[START]

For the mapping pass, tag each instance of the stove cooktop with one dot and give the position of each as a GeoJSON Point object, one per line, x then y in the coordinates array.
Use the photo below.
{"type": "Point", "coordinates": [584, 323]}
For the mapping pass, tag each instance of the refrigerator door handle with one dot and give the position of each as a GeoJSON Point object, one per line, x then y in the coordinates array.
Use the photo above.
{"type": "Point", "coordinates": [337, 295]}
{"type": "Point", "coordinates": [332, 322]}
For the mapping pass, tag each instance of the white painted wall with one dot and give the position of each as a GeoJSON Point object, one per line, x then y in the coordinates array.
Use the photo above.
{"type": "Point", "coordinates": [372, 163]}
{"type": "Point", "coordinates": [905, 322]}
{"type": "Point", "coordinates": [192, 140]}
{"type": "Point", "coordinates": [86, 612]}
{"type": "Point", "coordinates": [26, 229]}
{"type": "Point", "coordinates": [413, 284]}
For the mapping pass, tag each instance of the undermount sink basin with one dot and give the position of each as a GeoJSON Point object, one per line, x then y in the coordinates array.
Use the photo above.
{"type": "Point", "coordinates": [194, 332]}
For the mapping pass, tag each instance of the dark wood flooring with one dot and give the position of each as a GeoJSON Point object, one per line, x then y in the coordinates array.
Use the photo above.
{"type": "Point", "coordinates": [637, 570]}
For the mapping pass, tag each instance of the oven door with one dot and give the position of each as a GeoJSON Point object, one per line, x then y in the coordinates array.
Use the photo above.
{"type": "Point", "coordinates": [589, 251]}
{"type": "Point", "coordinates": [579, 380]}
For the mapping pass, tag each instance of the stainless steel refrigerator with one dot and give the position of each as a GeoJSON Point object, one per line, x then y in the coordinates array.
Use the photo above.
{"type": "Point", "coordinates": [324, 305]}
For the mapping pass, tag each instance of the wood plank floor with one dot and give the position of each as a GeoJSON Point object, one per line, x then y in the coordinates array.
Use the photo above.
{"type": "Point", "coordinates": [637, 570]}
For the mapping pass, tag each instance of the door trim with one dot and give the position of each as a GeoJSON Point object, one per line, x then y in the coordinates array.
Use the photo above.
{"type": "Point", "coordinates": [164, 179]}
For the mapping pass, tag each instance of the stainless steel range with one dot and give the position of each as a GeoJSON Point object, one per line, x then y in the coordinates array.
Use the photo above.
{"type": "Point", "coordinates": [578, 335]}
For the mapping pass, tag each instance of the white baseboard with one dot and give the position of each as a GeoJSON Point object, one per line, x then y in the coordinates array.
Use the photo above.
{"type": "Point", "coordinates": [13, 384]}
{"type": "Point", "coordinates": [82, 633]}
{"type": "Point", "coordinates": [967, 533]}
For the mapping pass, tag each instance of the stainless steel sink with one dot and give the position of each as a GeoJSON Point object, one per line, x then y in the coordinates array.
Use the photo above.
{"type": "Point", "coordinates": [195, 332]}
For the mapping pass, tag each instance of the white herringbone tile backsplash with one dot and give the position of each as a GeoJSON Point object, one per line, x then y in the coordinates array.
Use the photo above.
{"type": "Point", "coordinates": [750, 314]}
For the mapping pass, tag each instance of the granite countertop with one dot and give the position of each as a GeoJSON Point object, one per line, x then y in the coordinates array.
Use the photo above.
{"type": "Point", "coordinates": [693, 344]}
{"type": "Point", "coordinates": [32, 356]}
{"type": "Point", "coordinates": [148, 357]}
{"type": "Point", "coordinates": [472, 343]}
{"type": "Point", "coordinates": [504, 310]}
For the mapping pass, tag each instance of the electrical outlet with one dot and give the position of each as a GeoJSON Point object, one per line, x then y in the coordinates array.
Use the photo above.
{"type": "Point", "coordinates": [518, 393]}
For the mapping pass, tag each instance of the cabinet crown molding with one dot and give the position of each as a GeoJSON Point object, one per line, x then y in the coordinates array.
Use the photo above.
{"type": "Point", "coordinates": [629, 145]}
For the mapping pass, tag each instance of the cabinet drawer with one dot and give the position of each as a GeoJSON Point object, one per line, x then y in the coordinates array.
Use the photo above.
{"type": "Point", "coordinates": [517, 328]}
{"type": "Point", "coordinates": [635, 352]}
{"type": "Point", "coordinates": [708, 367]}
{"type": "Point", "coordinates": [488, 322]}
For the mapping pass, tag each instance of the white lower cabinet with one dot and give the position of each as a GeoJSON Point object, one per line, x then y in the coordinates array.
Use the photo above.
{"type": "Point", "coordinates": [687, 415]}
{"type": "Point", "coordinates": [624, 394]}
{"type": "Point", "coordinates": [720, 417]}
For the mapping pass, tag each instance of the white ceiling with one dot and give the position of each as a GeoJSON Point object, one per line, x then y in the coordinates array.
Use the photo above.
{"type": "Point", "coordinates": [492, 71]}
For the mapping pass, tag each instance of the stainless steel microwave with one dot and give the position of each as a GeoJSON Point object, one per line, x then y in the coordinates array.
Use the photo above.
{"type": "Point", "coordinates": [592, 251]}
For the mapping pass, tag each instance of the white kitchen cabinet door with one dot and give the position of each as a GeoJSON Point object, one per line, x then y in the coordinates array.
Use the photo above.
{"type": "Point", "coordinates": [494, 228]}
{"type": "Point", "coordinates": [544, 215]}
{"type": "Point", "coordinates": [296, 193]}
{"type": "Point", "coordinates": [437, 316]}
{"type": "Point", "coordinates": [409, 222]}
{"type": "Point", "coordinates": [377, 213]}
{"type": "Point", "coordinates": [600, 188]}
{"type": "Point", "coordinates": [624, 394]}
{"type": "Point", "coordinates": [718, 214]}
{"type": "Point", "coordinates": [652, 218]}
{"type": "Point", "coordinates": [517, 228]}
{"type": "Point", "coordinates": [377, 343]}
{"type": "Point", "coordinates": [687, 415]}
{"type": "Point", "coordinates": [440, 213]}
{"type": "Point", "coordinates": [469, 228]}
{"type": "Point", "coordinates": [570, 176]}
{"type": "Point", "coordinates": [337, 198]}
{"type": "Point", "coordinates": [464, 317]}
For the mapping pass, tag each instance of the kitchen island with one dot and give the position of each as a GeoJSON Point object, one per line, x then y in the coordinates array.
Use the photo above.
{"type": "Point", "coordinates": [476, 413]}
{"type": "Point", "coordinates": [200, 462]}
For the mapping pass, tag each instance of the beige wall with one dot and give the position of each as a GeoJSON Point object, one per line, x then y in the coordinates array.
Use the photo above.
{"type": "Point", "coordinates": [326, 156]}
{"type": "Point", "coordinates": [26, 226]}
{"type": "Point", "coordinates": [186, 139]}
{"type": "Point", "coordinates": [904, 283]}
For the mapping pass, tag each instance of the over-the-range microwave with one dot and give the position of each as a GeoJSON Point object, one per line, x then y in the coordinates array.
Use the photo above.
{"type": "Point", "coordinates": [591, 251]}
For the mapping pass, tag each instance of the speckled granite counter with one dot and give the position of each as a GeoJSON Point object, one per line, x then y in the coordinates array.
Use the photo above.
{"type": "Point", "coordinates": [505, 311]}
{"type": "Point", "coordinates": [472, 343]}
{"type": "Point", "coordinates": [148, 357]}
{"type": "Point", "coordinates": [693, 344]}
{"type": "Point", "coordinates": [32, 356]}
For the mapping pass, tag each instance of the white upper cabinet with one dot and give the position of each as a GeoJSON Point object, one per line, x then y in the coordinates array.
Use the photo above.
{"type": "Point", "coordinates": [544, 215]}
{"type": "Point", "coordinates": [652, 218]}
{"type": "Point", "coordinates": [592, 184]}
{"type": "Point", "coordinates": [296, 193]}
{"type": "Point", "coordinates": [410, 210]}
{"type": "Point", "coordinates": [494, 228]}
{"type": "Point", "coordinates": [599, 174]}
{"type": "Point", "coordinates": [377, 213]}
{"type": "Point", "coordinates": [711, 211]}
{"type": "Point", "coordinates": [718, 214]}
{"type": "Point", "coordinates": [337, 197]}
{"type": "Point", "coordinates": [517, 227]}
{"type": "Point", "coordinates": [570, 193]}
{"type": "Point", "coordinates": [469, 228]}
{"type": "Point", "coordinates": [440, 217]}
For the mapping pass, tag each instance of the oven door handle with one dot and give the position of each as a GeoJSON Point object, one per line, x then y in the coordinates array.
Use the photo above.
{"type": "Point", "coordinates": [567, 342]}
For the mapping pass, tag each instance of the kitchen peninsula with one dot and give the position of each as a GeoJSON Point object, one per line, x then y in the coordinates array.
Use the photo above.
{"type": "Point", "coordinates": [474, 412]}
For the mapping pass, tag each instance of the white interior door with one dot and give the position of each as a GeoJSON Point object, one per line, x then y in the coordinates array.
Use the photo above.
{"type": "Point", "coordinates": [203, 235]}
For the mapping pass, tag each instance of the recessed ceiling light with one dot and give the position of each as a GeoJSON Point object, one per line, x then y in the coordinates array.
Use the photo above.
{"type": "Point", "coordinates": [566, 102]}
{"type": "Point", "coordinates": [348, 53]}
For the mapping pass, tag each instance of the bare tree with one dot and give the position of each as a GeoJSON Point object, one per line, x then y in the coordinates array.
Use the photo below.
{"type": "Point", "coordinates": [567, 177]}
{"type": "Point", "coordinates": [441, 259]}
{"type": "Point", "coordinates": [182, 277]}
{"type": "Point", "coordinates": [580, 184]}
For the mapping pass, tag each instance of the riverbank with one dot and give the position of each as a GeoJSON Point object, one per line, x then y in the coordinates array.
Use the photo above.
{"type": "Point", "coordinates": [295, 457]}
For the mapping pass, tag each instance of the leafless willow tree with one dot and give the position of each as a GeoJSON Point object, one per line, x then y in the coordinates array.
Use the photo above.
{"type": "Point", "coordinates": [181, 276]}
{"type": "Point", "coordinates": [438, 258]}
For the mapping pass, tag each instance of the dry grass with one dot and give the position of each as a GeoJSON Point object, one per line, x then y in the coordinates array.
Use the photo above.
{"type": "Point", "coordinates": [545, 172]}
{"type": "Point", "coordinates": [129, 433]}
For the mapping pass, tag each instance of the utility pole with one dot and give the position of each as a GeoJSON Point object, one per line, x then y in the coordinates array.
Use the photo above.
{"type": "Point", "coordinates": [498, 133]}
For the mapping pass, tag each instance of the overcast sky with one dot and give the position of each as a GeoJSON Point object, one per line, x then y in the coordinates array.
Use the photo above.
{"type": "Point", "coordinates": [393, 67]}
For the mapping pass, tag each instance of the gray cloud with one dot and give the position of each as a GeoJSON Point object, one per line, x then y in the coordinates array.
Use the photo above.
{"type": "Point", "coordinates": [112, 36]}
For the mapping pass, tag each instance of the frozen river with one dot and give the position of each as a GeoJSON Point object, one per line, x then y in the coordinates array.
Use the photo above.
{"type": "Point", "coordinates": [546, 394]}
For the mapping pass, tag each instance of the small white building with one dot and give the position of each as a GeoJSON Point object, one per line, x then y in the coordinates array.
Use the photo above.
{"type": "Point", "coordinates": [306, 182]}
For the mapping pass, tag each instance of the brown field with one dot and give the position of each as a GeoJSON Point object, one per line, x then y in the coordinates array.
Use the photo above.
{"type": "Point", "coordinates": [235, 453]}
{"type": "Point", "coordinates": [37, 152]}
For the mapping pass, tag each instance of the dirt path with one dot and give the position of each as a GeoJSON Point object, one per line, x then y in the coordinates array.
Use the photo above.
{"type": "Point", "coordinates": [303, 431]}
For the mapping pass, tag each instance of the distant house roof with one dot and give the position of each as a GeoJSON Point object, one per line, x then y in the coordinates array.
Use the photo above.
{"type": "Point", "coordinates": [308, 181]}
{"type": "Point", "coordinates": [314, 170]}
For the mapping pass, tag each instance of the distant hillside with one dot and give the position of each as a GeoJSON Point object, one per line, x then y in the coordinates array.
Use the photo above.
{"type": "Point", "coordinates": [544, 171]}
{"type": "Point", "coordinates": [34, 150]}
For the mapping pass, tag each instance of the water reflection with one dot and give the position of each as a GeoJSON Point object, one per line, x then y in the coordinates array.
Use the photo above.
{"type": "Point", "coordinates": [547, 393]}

[END]

Goal:
Starting at the line that contains "For the mapping pass, tag each instance of the frozen", copy the records word for word through their last line.

Output below:
For the mapping pass, tag each instance of the frozen river with one dot and give the position of each as a GeoJSON Point object, one per line, x then y in the coordinates array.
Use the photo above.
{"type": "Point", "coordinates": [546, 394]}
For the mapping pass, tag each instance of the small white building with one dot and give the position of each as a GeoJSON Point object, one per line, x then y in the coordinates array.
Use the photo above.
{"type": "Point", "coordinates": [306, 182]}
For the mapping pass, tag each instance of the brown field with one dot and give the position of each as a GeoJSON Point object, one per line, x then y in the coordinates array.
Use the photo above.
{"type": "Point", "coordinates": [235, 453]}
{"type": "Point", "coordinates": [37, 152]}
For the mapping pass, tag each instance of the dirt path with one dot and give the position of each as a GeoJSON Point object, one per line, x then y in the coordinates array.
Use the photo above.
{"type": "Point", "coordinates": [303, 431]}
For the mapping pass, tag each instance of the distant house roof with one dot and give the position of each as a GeoJSON Point object, one per line, x then y in the coordinates array.
Use the photo above.
{"type": "Point", "coordinates": [308, 181]}
{"type": "Point", "coordinates": [314, 170]}
For the mapping pass, tag each instance of the distant hillside with one dot and give the position of each as a GeoJSON Point object, one per line, x then y in the coordinates array.
Use the photo above.
{"type": "Point", "coordinates": [544, 171]}
{"type": "Point", "coordinates": [34, 150]}
For the mapping pass, tag each instance of the water reflection with one dot and give the position of each as a GeoJSON Point object, one per line, x then y in the coordinates array.
Use the photo above.
{"type": "Point", "coordinates": [547, 393]}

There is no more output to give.